═══ TEXT SECTION ═══

The Tiniest Bits of Reality
This course is expected to run but has not yet been scheduled.
Why is the Higgs boson so important? Why does Leon Lederman, a Nobel laureate, call it “the God particle”? And what does it have to do with the world we live in: light, electricity, nuclear power, atoms, and molecules? In order to answer these questions, we will have to take a journey back in time, to the universe as it was when it was forming. Along the way, we will make several stops in order to meet physicists and philosophers who were ahead of their time, guessing about the structure of the world in unimaginable detail. They will tell us more about the tiniest bits of reality, elementary particles. We will show that their interpretations made so many years ago do not differ a lot from modern knowledge.
At its beginning, the universe was a hot dense soup consisting of various particles and antiparticles. Modern particle physics research institutes use higher and higher energies in order to reconstruct the conditions as they were right after the Big Bang. The topics covered in the course include the discoveries of atoms, nuclei, protons, and neutrons, as well as the investigation of even smaller particles. This course starts with Greek philosophers and evolves towards the new era of physics, marked by the Large Hadron Collider, the most amazing machine man has ever built. After introducing particles and their interactions, we’ll be able to cover selected topics and applications of particle physics, such as Positron Emission Tomography (PET scan), an example of a precise diagnostic tool that uses antimatter. One of the things we will show is that the latter, as fictional as it may seem, really exists, and its applications can be found in real-life situations.
As public interest in the Large Hadron Collider has been increasing over the last couple of years, this two-week course is intended to provide students with a basic understanding of the aspects and ideas of high energy physics and their deep implications in the structure of matter, where quantum effects are strong and the world is a much more organized place. The topics are selected from basic college-level physics textbooks, including Griffiths: “Introduction to Particle Physics,” Feynman, Leighton, Sands: “The Feynman Lectures on Physics,” and even some popular books, for example Lederman: “The God Particle.”
The main objective of this course is to teach physics in a non-mathematical way. Students should be familiar with basic concepts in physics. At least one year of general physics education is required. Classes will be interactive, with in-class demos, hands-on experiments, discussions, and video material. Students will be evaluated throughout the 2-week period via homework assignments, blackboard problem solving, group problem solving, plus periodic 3-minute student presentations and a final presentation.
The Prerequisite for this course is one year of general physics education.

═══

● WORK INSTRUCTION 1: How long does the course in the course description last?
● WORK INSTRUCTION 2: Reproduce everything in the course description from "The main objective" down to "a final presentation.", word for word.

═══ MATERIAL SUPPLIED ═══

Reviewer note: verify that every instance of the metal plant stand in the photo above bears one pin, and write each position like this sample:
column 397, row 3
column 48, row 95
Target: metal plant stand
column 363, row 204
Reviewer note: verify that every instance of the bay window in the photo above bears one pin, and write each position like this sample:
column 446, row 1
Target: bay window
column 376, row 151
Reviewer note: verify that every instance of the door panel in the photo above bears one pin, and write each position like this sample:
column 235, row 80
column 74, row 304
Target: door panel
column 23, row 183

═══
═══ MATERIAL SUPPLIED ═══

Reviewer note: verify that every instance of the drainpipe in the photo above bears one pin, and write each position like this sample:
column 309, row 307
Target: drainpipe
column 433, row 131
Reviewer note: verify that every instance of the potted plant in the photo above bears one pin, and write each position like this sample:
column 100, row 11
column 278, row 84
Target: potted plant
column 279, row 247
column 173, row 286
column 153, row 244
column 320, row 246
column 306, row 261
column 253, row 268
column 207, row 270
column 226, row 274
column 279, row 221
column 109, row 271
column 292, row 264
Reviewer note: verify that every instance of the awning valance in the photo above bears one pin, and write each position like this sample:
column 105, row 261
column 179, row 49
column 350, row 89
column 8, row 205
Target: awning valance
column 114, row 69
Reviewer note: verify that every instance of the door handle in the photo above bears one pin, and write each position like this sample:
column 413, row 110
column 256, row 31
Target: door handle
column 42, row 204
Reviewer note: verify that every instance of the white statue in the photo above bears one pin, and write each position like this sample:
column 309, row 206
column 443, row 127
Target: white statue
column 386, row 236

═══

● ANSWER 1: Two weeks.

● ANSWER 2:
The main objective of this course is to teach physics in a non-mathematical way. Students should be familiar with basic concepts in physics. At least one year of general physics education is required. Classes will be interactive, with in-class demos, hands-on experiments, discussions, and video material. Students will be evaluated throughout the 2-week period via homework assignments, blackboard problem solving, group problem solving, plus periodic 3-minute student presentations and a final presentation.